Point-per-instance localization data
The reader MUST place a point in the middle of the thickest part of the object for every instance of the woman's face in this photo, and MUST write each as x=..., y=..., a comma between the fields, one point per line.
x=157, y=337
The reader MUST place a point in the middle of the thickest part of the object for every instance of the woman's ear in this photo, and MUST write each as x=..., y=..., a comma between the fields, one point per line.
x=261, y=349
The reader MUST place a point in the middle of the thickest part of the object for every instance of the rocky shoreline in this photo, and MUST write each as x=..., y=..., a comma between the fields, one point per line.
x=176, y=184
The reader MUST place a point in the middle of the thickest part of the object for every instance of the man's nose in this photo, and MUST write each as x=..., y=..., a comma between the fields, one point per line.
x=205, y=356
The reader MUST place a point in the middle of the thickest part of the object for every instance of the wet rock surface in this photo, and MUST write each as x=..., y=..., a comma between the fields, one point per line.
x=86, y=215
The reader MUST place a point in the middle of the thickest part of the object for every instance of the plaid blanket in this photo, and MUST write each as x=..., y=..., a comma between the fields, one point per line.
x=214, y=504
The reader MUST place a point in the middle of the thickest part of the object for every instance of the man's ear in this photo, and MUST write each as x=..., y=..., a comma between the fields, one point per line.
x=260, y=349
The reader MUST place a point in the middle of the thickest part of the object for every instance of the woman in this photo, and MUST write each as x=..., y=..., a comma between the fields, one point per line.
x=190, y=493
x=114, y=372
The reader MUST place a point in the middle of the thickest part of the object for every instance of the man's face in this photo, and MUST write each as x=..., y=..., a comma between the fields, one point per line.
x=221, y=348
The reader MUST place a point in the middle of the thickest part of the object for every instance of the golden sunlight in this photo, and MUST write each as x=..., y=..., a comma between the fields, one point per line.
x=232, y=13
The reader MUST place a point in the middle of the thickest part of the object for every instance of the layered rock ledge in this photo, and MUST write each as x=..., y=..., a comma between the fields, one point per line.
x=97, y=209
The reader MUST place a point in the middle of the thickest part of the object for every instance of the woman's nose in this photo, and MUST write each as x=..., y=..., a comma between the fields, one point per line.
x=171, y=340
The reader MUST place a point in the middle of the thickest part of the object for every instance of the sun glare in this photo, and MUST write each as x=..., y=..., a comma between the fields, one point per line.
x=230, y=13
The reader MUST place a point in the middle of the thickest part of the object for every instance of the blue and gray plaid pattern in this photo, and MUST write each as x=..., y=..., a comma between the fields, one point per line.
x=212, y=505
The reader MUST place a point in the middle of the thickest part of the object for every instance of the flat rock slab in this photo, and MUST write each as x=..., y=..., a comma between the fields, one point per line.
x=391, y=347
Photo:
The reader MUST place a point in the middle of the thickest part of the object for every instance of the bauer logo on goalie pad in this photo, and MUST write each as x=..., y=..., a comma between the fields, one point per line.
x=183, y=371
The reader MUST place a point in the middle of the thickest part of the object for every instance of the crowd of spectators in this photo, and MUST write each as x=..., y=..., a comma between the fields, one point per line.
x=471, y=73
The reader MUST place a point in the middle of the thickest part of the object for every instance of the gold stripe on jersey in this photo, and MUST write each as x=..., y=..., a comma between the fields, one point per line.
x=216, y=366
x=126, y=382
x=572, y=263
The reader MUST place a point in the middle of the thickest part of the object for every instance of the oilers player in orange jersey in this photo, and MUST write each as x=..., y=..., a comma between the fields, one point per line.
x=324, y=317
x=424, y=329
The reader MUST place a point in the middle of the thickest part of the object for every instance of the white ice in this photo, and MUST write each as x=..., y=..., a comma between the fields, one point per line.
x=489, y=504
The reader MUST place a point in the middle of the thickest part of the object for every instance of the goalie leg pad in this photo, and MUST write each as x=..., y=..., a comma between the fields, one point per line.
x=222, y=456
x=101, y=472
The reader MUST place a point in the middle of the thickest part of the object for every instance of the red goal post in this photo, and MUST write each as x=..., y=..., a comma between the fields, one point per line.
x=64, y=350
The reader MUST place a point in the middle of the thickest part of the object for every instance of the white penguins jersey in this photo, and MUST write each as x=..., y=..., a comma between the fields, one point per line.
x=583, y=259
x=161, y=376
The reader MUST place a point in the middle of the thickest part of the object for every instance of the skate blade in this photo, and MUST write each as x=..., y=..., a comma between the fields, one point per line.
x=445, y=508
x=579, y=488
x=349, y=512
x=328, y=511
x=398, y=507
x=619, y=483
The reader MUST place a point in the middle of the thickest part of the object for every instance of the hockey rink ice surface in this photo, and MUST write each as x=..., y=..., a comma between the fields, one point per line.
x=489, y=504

**DIRECTIONS:** Write out each entry once more, exactly as it was given.

**EXPECTED OUTPUT:**
The reader MUST place a point in the middle of the thickest part of the object for every instance of the woman's face in this photo, and MUST write each as x=..., y=..., a comma between the fields, one point per line.
x=157, y=337
The reader MUST place a point in the middle of the thickest part of the object for every instance of the woman's ear in this photo, and MUST write each as x=..., y=..., a comma between the fields, one point per line.
x=261, y=349
The reader MUST place a point in the middle of the thickest part of the object for every instance of the rocky shoreline in this photo, and MUST write each as x=..., y=..., a comma between the fields, one point per line.
x=176, y=184
The reader MUST place a point in the middle of the thickest part of the object for every instance of the man's nose in this photo, and MUST write each as x=..., y=..., a comma between the fields, one point per line.
x=205, y=356
The reader MUST place a point in the middle of the thickest part of the object for every instance of the wet rock surface in this photo, and MUST write each as x=..., y=..., a comma between the fields, one point per line.
x=86, y=215
The reader MUST place a point in the middle of the thickest part of the object for every instance of the plaid blanket in this photo, and MUST write each as x=..., y=..., a comma between the fields, one point per line.
x=214, y=504
The reader MUST place a point in the middle of the thickest part of the object for every instance of the man's ear in this photo, and MUST write each as x=..., y=..., a comma between the fields, one point per line.
x=260, y=349
The reader MUST place a point in the middle of the thickest part of the object for every instance of the woman in this photo, and MUST write each as x=..., y=..., a comma between the fields, one point per line.
x=190, y=493
x=114, y=372
The reader MUST place a point in the middle of the thickest part of the object for every instance of the man's face in this photo, and MUST write each as x=..., y=..., a comma between the fields, one point per line.
x=221, y=348
The reader MUST place a point in the middle of the thickest part of the object for every instance of the golden sunlight in this photo, and MUST write each as x=..., y=..., a comma between the fields, one point per line.
x=232, y=13
The reader MUST place a point in the middle of the thickest part of the object for every instance of the layered rock ledge in this photo, and MUST write each as x=..., y=..., a comma between the fields, one point per line.
x=97, y=209
The reader MUST place a point in the middle of the thickest part of the object for every instance of the woman's nose in this photo, and MUST write each as x=..., y=..., a comma between the fields, one point per line.
x=171, y=340
The reader MUST place a point in the middle of the thickest part of the object for every instance of the sun glare in this photo, and MUST write each as x=..., y=..., a comma between the fields, one point per line.
x=230, y=13
The reader MUST place a point in the middle of the thickest part of the object for every instance of the blue and gray plaid pattern in this photo, and MUST write each as x=..., y=..., a comma between the fields, one point per line.
x=212, y=505
The reader MUST place a point in the middle of the thickest part of the object for every instance of the flat rock slab in this photo, and MUST write each as x=..., y=..., a comma between the fields, one point per line.
x=391, y=347
Photo:
The reader MUST place a point in the middle of the thickest part of the object for every instance of the bauer logo on goalie pad in this photo, and MUST write each as x=..., y=..., a comma between the fields, one point per line.
x=183, y=371
The reader MUST place a point in the middle of the thickest part of the object for every instance of the crowd of spectators in this photo, and MUST write each as x=..., y=..., a comma between the fields, one point per line.
x=471, y=73
The reader MUST place a point in the middle of the thickest part of the object for every instance of the gold stripe on jersey in this photo, and MUST write each as x=..., y=..., a comma between the fields, one point per line.
x=216, y=366
x=126, y=382
x=572, y=263
The reader MUST place a point in the middle of the thickest part of the object for every instance of the oilers player in orange jersey in this photo, and MUST write each as x=..., y=..., a comma between the fields, one point per line.
x=324, y=317
x=424, y=329
The reader MUST place a point in the middle of the thickest part of the object for every instance of the white ice in this photo, and MUST write each as x=..., y=..., a comma between the fields, one point per line.
x=489, y=504
The reader MUST place a point in the middle of the thickest part of the object for every instance of the goalie leg pad in this photo, and MUST write each as x=..., y=..., a comma between the fields, one point per line.
x=222, y=456
x=101, y=472
The reader MUST place a point in the middle of the thickest part of the object for every instance of the red goal post in this photo, and MUST write each as x=..., y=..., a comma between the fields, one point per line.
x=64, y=350
The reader MUST place a point in the middle of the thickest part of the object for every instance of the white penguins jersey in this photo, and MUST write each as x=..., y=..., a comma between the fields, one point per line.
x=583, y=259
x=161, y=376
The reader MUST place a point in the middle of the thickest part of the object for every instance of the skate blade in this photo, and MUST write each as x=..., y=..., a comma between the fields, one point per line.
x=445, y=508
x=579, y=488
x=349, y=512
x=328, y=511
x=398, y=507
x=619, y=483
The reader MUST place a point in the middle of the thickest part of the object for every instance of the hockey rink ice surface in this photo, and MUST write each as x=..., y=..., a comma between the fields, one point per line.
x=489, y=504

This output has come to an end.